[DOCUMENT TEXT]
Content starts

Clones | April 1997

FMBR Editorial: April, 1997


Marshall Pease

There has been a good deal of uproar over the recent cloning of an adult sheep. People have seen this - almost certainly correctly - as a big step towards an ability to clone humans. This shocks many who apparently see it as a violation of what they hold sacred.

The likelihood of being able to clone humans in a near future does not surprise me. What does astonish me is that people are surprised. The possibility has seemed quite predictable, given the remarkable advances in biological and genetic techniques in recent years. This does not deny the sociological and legal questions it poses, but why the panic?

Our current ability to control the genetics of food crops has already produced a revolution in agriculture that has made it possible to feed the world's current population. The ability to clone animals promises benefits on a similar scale. Whether we should welcome such an expansion is debatable, but the people will be there and need food!

However, the critical issue of cloning does not concern its practical benefits but the prospect of cloning humans. Some people see this as leading to less than human babies. I do not understand why. Any infant must grow through birth, infancy, childhood and all the rest of life. How will cloned infants be different? Of course they will have had an origin quite different from other infants. But why will this justify treating them as subhuman? Unfortunately, mankind has all too often demonstrated its capability to do just that - to label people as inferior on the basis of identifiable differences. If so, then human cloning will indeed be a moral tragedy - but the failure will be ours, not theirs!

If cloning became the source of a large part of humanity, it would limit our genetic diversity with possibly disastrous consequences for evolution. However, it seems likely, however, that only a few people would make such a choice. Most of us live in the hope that our children will prove better than ourselves. Why would we choose cloning when we can enjoy the excitement of a unique and different child?

In summary, I wonder what is the danger. A clone would be as human as anyone else and as much a part of the human race. The question of nature versus nurture is still being debated. Perhaps genetics really does set the tone and dictate many of our choices in life, as studies of identical twins separated in infancy suggest. But so what? A twin still must live his or her life with all the variety of its own experience.

The real issue is what the decision to seek a clone may tell us about the genetic parent. What will it say about his or her view of parenthood? Depending on the circumstances, there can be serious problems with that question! However, the question of our attitude toward the child itself is clearly a false issue. If we see such a child as a betrayal of humanity, then we ourselves will have failed. The primary issue is not how to close Pandora's box. It is our own response to the fact!

Content ends

[WHAT IS BEING ASKED] In the editorial on cloning, what recent event does the author say has caused a good deal of uproar? Please answer in a few words.

Point-per-instance localization records:

Content starts

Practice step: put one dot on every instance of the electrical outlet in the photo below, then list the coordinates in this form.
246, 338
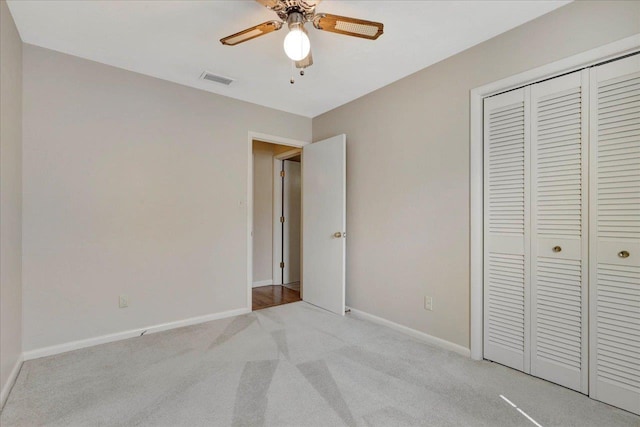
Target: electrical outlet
123, 301
428, 303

Content ends

[SOLUTION TO THE PROBLEM] The recent cloning of an adult sheep.